- **WHAT IS ASKED**: Render the part of the items that opens with the line containing "the bicycle rear" and runs through the end of the items as a Markdown table with the columns Row and Line, numbering each row and leaving out blank lines.

- **MATERIAL FOR THIS EXERCISE**:
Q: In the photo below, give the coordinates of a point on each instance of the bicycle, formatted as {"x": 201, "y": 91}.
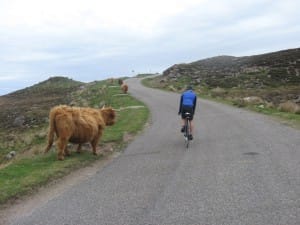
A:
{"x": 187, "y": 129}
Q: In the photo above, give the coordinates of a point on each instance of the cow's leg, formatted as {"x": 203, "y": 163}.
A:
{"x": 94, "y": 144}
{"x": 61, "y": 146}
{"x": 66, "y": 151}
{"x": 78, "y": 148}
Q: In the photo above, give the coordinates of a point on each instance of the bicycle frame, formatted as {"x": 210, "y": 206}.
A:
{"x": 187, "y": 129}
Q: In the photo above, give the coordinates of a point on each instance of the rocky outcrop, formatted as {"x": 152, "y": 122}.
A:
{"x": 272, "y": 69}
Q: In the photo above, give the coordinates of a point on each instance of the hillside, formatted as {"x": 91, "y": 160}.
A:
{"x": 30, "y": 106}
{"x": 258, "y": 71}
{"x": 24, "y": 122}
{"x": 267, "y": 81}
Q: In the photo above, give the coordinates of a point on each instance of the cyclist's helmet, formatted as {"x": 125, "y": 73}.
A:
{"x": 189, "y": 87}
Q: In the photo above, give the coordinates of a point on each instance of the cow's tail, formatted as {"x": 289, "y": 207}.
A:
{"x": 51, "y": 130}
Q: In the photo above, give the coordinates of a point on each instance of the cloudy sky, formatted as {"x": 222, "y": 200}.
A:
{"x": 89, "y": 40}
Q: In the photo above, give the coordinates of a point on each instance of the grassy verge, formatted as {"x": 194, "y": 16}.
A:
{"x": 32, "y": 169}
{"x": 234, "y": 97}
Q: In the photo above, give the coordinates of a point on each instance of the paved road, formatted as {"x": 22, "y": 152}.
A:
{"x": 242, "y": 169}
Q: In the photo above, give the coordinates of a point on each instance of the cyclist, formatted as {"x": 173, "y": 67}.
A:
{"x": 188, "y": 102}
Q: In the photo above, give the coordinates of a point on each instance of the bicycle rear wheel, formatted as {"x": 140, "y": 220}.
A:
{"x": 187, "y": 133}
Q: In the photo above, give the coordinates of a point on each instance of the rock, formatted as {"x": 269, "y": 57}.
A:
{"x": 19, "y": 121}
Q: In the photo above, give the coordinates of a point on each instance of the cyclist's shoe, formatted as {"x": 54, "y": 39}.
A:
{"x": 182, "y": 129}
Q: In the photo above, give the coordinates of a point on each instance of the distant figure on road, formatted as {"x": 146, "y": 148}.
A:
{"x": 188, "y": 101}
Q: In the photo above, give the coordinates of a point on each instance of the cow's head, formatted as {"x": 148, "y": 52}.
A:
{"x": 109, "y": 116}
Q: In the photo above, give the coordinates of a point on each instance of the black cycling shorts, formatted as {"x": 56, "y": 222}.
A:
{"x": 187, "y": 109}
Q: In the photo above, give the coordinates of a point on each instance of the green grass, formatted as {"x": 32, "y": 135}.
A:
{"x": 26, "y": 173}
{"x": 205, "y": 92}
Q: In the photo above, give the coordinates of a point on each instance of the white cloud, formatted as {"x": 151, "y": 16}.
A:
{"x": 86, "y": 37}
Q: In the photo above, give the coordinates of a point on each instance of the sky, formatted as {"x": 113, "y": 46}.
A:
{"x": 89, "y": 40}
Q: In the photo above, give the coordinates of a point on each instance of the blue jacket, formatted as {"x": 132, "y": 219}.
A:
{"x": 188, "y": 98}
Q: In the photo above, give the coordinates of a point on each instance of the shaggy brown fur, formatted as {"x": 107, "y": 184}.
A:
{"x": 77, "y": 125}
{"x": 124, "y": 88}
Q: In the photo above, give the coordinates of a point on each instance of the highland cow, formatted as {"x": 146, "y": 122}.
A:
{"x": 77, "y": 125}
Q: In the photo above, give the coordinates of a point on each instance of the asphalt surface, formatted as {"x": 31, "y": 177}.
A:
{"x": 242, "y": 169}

- **RESULT FOR THIS TASK**:
| Row | Line |
|---|---|
| 1 | Q: In the photo above, give the coordinates of a point on each instance of the bicycle rear wheel, formatted as {"x": 140, "y": 220}. |
| 2 | A: |
| 3 | {"x": 187, "y": 133} |
| 4 | Q: In the photo above, give the coordinates of a point on each instance of the rock, formatted as {"x": 269, "y": 57}. |
| 5 | A: |
| 6 | {"x": 19, "y": 121} |
| 7 | Q: In the photo above, give the coordinates of a point on each instance of the cyclist's shoe, formatted as {"x": 54, "y": 39}. |
| 8 | A: |
| 9 | {"x": 182, "y": 129} |
| 10 | Q: In the photo above, give the coordinates of a point on each instance of the distant figure on road, formatted as {"x": 146, "y": 148}. |
| 11 | A: |
| 12 | {"x": 188, "y": 101} |
| 13 | Q: In the photo above, give the coordinates of a point on each instance of the cow's head, formatted as {"x": 148, "y": 52}. |
| 14 | A: |
| 15 | {"x": 109, "y": 116} |
| 16 | Q: In the photo above, give the coordinates of a point on each instance of the black cycling shorts, formatted as {"x": 56, "y": 222}. |
| 17 | A: |
| 18 | {"x": 187, "y": 109} |
| 19 | Q: In the photo above, give the coordinates of a point on each instance of the green grass, formatted as {"x": 32, "y": 135}. |
| 20 | A: |
| 21 | {"x": 26, "y": 173} |
| 22 | {"x": 205, "y": 92} |
| 23 | Q: In the photo above, give the coordinates of a point on each instance of the white cloud, formatted as {"x": 151, "y": 16}. |
| 24 | A: |
| 25 | {"x": 86, "y": 37} |
| 26 | Q: In the photo above, give the coordinates of a point on each instance of the sky, formatted as {"x": 113, "y": 46}. |
| 27 | A: |
| 28 | {"x": 89, "y": 40} |
| 29 | Q: In the photo above, give the coordinates of a point on each instance of the blue jacket, formatted as {"x": 132, "y": 219}. |
| 30 | A: |
| 31 | {"x": 188, "y": 98} |
| 32 | Q: In the photo above, give the coordinates of a point on each instance of the shaggy brown fur, formatted as {"x": 107, "y": 184}. |
| 33 | A: |
| 34 | {"x": 77, "y": 125} |
| 35 | {"x": 124, "y": 88} |
| 36 | Q: In the photo above, give the coordinates of a point on each instance of the highland cow, formatted as {"x": 146, "y": 122}. |
| 37 | A: |
| 38 | {"x": 77, "y": 125} |
| 39 | Q: In the photo above, give the coordinates of a point on each instance of the asphalt surface, formatted as {"x": 31, "y": 177}. |
| 40 | A: |
| 41 | {"x": 242, "y": 169} |